> EXERCISE AIM
Return, exactly, the line that contains "Where can you find the distant hill" together with all lines after it to the end of the entries, and no further lines.

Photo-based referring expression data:
- - - - -

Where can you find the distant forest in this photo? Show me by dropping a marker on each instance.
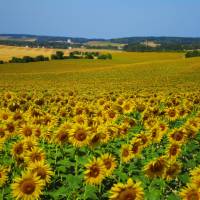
(130, 44)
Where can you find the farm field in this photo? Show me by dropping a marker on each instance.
(120, 129)
(7, 52)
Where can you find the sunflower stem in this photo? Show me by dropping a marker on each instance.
(100, 188)
(56, 155)
(76, 164)
(2, 193)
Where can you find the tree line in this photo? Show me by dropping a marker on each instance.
(59, 55)
(195, 53)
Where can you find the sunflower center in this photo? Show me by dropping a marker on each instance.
(173, 150)
(178, 136)
(19, 149)
(36, 157)
(40, 172)
(172, 170)
(80, 135)
(157, 167)
(94, 171)
(27, 131)
(127, 194)
(125, 153)
(95, 139)
(107, 163)
(62, 136)
(172, 113)
(193, 196)
(28, 186)
(135, 148)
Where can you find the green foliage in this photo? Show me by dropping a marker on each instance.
(194, 53)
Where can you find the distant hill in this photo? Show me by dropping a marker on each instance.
(128, 43)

- - - - -

> OUTPUT FOR THIS EXERCISE
Where can you find the distant hill in this photo? Show me by dropping a marker on each instance.
(128, 43)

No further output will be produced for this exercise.